◆ WORK TO COMPLETE
1. In the forum post about cleaning tweet files, which column does the poster want to keep?
2. Return the passage of the forum post about cleaning tweet files from "The columns are" to "look delicious! http://....".
3. Rewrite the paragraph of the forum post about cleaning tweet files that begins "I am new to python" as a shorter version that keeps its main facts.

◆ DOCUMENT SEGMENT
--- Start ---
0

I am new to python. I have 1000 files in a folder and I want to run a block of code on all the files in the folder. The files contains textual content (tweets) and I want to remove the "https" and remove all the columns (eg. timestamp, article id etc) apart from the tweet content column Any help would be extremely appreciated.

The columns are ARTICLE_ID HEADLINE AUTHOR CONTENT ARTICLE_URL MEDIA_PROVIDER. My interest of variable is only the Content column

E.g.

The key to a successful backyard BBQ? infused cupcakes. RT if they look delicious! http://....

I want it to look like

The key to a successful backyard BBQ? infused cupcakes. RT if they look delicious!
--- End ---
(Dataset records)
--- Start ---
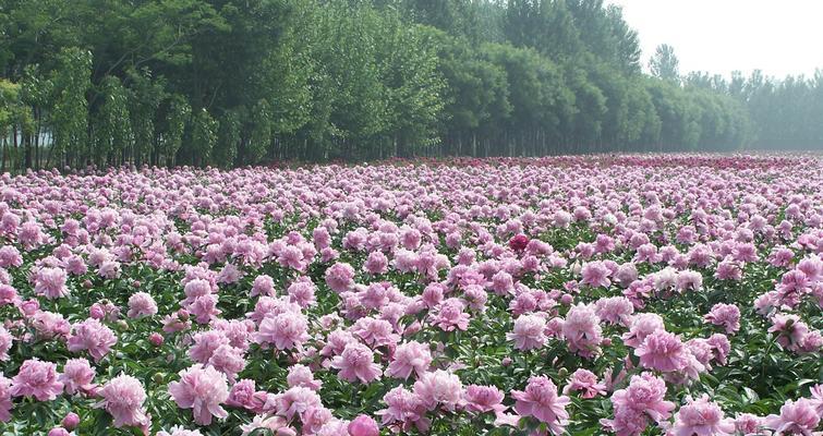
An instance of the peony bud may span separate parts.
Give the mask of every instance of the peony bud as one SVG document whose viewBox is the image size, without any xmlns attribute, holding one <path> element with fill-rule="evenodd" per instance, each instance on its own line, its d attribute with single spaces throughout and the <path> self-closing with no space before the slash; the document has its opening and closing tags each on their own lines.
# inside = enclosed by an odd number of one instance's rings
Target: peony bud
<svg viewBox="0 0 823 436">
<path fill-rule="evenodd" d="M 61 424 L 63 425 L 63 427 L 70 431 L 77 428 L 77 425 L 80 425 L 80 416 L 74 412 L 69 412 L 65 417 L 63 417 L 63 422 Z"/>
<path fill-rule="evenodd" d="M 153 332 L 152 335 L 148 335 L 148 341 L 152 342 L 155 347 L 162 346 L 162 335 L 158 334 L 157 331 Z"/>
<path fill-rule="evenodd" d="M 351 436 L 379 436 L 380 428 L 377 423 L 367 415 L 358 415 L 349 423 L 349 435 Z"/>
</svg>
--- End ---
--- Start ---
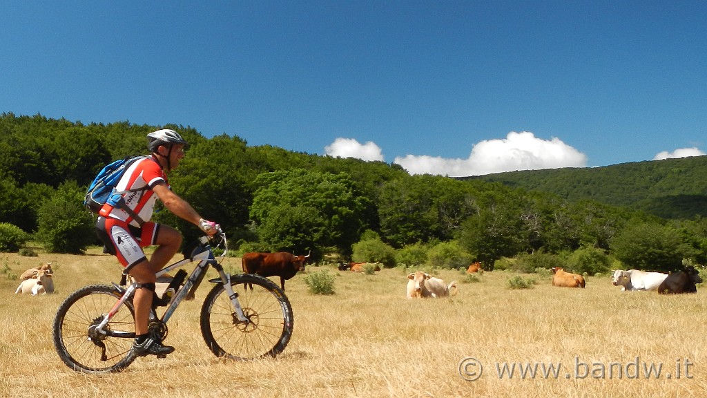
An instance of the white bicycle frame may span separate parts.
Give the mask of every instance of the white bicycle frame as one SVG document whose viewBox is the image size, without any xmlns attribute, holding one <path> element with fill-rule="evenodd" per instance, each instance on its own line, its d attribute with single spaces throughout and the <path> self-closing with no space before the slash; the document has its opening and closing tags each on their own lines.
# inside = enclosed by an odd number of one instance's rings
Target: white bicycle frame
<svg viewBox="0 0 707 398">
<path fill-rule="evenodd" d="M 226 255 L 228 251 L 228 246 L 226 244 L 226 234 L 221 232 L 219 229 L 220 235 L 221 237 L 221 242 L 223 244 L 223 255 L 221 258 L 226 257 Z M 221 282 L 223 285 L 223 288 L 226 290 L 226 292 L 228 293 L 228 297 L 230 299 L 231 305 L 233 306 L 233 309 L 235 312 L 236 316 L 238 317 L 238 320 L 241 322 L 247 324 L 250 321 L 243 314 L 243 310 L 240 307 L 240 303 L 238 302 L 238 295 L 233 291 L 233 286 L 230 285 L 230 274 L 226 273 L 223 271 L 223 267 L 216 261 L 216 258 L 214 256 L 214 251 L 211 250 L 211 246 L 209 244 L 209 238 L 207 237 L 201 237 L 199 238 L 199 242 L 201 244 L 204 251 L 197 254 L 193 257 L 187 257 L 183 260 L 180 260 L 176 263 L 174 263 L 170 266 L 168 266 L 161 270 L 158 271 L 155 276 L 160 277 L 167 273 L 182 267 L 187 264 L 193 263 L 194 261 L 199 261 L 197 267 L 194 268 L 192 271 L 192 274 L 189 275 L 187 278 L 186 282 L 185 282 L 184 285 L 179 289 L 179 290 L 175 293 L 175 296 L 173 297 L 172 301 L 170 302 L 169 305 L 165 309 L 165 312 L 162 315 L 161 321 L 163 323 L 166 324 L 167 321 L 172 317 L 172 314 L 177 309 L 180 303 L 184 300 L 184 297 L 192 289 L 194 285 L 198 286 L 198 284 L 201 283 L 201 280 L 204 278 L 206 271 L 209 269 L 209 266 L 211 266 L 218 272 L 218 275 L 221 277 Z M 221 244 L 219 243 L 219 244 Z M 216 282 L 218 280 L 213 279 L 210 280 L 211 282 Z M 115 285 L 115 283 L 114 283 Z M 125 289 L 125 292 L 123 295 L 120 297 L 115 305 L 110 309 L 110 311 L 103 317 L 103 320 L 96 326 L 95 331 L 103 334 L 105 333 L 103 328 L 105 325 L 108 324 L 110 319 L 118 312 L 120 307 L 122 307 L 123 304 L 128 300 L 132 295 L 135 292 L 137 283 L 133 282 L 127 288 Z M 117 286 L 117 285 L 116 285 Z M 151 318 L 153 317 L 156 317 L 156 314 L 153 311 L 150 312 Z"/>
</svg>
--- End ---
◆ SOLVED PROBLEMS
1. The CONTENT column.

2.
The columns are ARTICLE_ID HEADLINE AUTHOR CONTENT ARTICLE_URL MEDIA_PROVIDER. My interest of variable is only the Content column

E.g.

The key to a successful backyard BBQ? infused cupcakes. RT if they look delicious! http://....

3. A Python beginner has a folder of 1000 files containing tweets and wants to run one block of code on all of them. The code should remove "https" and drop every column except the tweet content.